SOURCE PASSAGE:
- - - - -
The Information Bottleneck

Compress the input, keep only what matters for the output

The Analogy

Imagine summarizing a 500-page book into a 1-page summary. You must compress (lose details) while preserving the key message. The information bottleneck theory says deep learning does exactly this: each layer compresses the input (forgets irrelevant details) while preserving information relevant to the output label.

Key insight: This explains why deep networks generalize. Early layers extract features (compress 1M pixels to 512 features). Later layers keep only what matters for the task. A cat classifier doesn’t need to remember the exact pixel values — just “has ears, whiskers, fur pattern.” The network learns to throw away noise and keep signal.
- - - - -
EXERCISE REQUIREMENTS:
[1] Using the passage on the information bottleneck, explain in one to three sentences why the theory is said to account for how deep networks generalize.
[2] Carry on the passage on the information bottleneck, starting after its last sentence.

GIVEN INFORMATION:
- - - - -
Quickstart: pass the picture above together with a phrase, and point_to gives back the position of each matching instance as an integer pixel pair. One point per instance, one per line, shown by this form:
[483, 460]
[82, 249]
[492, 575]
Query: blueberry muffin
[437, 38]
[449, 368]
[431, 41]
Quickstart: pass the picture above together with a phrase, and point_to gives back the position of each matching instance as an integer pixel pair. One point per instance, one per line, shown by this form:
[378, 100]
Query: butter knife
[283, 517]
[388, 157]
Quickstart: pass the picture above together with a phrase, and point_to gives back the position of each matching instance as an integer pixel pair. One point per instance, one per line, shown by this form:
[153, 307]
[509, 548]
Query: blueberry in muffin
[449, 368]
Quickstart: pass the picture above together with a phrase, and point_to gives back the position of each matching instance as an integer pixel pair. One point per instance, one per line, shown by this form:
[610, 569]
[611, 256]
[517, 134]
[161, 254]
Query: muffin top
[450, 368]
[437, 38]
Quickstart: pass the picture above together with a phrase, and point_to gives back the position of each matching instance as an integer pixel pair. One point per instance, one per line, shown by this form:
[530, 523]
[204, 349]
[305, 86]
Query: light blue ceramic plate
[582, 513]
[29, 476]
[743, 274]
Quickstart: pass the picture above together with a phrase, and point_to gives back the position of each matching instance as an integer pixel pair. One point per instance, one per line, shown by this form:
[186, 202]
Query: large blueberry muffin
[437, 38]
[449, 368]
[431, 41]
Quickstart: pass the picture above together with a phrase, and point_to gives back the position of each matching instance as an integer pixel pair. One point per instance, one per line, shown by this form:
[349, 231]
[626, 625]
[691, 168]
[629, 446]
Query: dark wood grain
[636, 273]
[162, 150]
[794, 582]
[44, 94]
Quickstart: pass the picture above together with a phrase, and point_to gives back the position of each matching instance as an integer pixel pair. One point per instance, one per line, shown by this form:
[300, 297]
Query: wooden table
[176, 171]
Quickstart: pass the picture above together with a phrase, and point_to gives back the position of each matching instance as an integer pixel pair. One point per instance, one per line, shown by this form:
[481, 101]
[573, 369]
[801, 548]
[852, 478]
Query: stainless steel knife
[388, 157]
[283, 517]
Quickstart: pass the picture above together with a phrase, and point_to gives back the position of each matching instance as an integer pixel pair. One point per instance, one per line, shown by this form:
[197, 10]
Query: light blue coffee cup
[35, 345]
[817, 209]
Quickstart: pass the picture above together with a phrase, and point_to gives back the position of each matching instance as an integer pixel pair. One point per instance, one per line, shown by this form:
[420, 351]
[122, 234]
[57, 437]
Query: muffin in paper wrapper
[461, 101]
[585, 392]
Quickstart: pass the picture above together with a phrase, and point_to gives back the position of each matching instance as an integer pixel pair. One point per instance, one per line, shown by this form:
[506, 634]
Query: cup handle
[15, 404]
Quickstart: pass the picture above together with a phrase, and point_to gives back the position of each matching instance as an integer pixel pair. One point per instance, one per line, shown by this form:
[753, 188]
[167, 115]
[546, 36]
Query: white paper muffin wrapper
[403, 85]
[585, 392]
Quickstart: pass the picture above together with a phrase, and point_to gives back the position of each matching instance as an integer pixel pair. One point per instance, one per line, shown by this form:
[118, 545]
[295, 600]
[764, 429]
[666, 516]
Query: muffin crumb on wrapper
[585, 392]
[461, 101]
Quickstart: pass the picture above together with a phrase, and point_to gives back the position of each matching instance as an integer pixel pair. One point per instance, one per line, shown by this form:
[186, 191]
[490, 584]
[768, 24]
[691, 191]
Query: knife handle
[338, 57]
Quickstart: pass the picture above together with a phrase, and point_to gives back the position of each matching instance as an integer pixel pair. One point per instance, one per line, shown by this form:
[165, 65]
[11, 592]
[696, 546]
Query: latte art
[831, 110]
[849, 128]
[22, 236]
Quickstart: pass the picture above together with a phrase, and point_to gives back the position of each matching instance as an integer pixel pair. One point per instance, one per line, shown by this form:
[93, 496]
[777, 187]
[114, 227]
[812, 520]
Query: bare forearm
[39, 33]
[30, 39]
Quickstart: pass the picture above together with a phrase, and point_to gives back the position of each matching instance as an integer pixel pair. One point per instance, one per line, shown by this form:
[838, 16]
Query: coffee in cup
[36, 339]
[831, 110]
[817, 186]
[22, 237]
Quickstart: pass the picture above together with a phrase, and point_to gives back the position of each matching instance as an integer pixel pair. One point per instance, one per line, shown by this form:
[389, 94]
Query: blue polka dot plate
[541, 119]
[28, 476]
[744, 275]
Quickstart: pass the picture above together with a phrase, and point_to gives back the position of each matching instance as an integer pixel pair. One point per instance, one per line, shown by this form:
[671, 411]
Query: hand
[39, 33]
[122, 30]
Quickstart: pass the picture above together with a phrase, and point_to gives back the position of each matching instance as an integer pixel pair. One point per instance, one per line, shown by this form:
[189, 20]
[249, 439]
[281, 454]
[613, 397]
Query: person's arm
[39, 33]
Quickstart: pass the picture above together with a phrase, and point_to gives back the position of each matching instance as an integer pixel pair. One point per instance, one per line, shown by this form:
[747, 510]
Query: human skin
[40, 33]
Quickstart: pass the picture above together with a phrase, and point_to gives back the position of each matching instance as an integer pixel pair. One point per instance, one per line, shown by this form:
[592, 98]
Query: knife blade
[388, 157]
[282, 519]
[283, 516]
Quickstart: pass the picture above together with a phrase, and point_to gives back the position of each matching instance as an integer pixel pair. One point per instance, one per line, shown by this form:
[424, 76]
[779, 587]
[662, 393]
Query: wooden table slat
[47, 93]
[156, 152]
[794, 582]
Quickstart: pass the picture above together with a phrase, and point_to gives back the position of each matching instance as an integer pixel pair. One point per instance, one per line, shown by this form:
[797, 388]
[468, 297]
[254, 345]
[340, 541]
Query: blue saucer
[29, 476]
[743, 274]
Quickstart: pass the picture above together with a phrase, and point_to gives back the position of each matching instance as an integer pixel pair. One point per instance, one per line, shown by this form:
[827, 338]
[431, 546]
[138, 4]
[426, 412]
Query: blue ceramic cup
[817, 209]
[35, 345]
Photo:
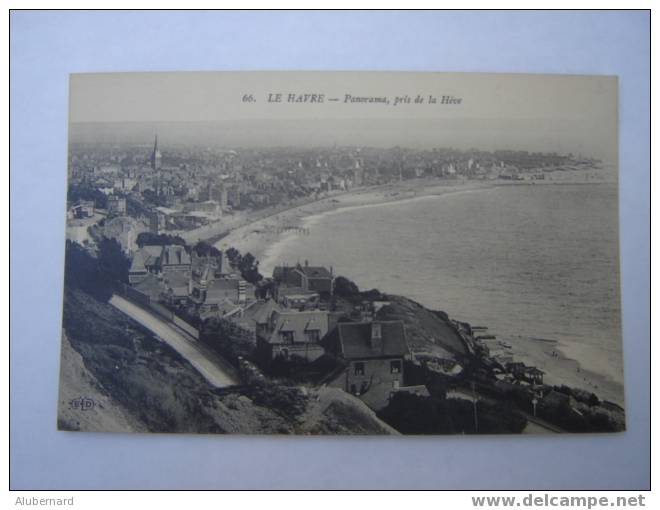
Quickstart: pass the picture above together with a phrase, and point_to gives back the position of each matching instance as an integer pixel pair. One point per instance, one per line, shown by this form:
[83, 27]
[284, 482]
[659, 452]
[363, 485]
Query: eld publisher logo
[82, 404]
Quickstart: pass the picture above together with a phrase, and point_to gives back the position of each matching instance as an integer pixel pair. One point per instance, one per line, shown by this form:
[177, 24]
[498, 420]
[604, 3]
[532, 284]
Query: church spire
[155, 155]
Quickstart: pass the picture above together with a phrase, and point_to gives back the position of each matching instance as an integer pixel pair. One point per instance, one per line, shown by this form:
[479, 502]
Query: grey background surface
[46, 46]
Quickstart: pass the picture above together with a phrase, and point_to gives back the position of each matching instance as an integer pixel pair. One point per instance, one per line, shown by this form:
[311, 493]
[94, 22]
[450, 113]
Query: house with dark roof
[308, 278]
[221, 295]
[157, 259]
[373, 353]
[289, 334]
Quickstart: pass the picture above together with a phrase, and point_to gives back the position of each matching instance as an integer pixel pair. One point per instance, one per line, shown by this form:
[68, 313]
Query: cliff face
[83, 404]
[134, 382]
[427, 331]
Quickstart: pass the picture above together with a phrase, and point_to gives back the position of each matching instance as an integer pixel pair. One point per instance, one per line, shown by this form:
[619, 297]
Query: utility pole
[474, 407]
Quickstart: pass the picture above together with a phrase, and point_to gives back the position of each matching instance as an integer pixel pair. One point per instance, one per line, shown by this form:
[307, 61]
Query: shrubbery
[412, 414]
[228, 339]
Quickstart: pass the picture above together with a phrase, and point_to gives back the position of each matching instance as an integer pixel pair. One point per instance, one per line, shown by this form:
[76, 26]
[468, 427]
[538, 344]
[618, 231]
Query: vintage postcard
[342, 253]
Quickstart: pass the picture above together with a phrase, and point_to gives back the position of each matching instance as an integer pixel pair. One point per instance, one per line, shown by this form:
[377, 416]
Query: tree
[112, 260]
[346, 288]
[233, 255]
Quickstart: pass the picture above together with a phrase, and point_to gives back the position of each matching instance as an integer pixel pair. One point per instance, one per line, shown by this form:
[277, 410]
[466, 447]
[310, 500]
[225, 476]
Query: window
[312, 335]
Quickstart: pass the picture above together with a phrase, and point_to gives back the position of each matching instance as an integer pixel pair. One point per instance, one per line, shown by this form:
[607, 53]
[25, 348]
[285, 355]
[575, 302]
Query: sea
[532, 261]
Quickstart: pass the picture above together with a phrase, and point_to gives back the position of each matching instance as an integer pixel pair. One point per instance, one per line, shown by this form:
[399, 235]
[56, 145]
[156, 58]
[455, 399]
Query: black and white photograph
[342, 253]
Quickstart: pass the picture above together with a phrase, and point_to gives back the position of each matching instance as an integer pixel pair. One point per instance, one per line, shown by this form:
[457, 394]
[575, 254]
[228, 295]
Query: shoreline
[265, 238]
[259, 236]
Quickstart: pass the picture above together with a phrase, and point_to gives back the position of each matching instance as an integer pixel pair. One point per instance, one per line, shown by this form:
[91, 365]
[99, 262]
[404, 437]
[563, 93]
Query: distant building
[157, 222]
[124, 230]
[373, 353]
[289, 334]
[308, 278]
[297, 298]
[156, 157]
[83, 209]
[159, 260]
[116, 205]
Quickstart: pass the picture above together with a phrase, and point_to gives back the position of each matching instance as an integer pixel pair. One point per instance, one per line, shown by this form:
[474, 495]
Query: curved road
[214, 369]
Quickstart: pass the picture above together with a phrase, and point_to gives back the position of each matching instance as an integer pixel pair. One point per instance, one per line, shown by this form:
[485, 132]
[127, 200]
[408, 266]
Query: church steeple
[155, 155]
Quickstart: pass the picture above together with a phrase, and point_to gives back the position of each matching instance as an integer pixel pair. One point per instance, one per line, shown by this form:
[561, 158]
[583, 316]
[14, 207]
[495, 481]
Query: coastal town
[148, 228]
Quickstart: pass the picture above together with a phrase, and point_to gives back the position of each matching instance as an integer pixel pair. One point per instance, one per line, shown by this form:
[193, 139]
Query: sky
[549, 113]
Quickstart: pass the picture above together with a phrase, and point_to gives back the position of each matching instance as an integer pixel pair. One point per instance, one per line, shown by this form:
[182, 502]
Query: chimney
[376, 336]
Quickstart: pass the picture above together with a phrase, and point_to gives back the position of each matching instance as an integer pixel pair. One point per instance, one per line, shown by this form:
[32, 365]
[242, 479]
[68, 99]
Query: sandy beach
[261, 234]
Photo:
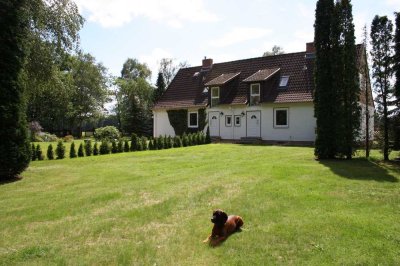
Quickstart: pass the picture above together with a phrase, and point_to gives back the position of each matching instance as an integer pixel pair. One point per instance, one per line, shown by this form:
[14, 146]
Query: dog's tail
[239, 222]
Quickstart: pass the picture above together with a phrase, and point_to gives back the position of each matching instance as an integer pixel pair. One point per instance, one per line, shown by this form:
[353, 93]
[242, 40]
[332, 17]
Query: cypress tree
[15, 150]
[39, 154]
[381, 55]
[72, 152]
[50, 152]
[324, 95]
[80, 150]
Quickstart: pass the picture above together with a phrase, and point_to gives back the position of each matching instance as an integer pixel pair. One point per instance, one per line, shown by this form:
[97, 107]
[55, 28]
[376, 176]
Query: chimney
[207, 63]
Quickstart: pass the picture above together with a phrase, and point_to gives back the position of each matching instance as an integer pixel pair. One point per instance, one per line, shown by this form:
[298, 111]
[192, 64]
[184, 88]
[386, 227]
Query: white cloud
[119, 12]
[240, 34]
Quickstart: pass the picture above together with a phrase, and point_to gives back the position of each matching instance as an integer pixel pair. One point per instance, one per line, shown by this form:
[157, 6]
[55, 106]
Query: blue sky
[184, 30]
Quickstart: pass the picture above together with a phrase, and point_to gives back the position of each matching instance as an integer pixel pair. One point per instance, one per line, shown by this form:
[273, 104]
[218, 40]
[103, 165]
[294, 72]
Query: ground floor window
[281, 117]
[193, 119]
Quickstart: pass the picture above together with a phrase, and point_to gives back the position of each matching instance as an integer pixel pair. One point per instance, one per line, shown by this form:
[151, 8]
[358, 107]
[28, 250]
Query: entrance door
[213, 121]
[253, 124]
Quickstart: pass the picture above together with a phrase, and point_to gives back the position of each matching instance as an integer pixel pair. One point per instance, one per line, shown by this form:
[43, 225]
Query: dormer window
[284, 81]
[214, 96]
[254, 94]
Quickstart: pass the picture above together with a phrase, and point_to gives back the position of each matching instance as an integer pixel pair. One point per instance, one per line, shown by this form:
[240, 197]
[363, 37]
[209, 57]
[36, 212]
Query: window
[254, 94]
[237, 120]
[281, 117]
[193, 120]
[228, 120]
[284, 81]
[214, 96]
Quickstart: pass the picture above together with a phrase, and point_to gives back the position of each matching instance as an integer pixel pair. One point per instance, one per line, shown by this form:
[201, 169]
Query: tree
[276, 50]
[160, 87]
[15, 153]
[381, 55]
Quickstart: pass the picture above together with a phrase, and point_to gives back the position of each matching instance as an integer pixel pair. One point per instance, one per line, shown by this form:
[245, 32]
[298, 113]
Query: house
[266, 98]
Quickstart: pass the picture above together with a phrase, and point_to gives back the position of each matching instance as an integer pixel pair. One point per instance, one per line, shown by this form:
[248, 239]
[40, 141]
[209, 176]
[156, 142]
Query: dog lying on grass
[224, 226]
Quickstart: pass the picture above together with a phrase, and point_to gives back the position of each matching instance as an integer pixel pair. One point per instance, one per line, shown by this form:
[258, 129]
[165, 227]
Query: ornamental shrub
[88, 147]
[107, 133]
[39, 154]
[33, 152]
[72, 152]
[50, 152]
[80, 151]
[95, 149]
[60, 150]
[126, 146]
[104, 149]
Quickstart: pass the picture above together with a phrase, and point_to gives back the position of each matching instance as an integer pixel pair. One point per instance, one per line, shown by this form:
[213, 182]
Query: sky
[189, 30]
- - - - -
TASK-BY-TASK OUTPUTS:
[1] Each layer compresses the input, forgetting irrelevant details while keeping information relevant to the output label. Early layers extract features, for example reducing 1M pixels to 512 features, and later layers keep only what matters for the task. The network thus learns to throw away noise and keep signal.

[2]
The Framework

# Information Bottleneck principle: # min I(X; T) - β × I(T; Y) # # X = input (image pixels) # T = representation (hidden layer) # Y = output (label) # # Goal: minimize I(X;T) → compress input # maximize I(T;Y) → preserve label info # Deep network as compression pipeline: # Image (3×224×224 = 150K values) # → Conv layers (compress spatial info) # → 512-dim feature vector (bottleneck) # → 10-class prediction # 150K → 512 → 10 (massive compression!)

Real World

Summarize a book: lose details, keep the core message

In AI

Neural net: compress 150K pixels to 512 features that predict the label

smart_toy

Information Theory in Modern AI

From GPT to diffusion models — information theory is everywhere

Language Models

GPT and LLMs are trained to minimize cross-entropy on next-token prediction. Perplexity = 2^(cross-entropy) measures how “confused” the model is. GPT-4 has perplexity ~10-15 on English text, meaning at each position it’s effectively choosing between 10-15 equally likely words. Temperature in sampling controls the entropy of the output distribution — low temp = low entropy = predictable; high temp = high entropy = creative.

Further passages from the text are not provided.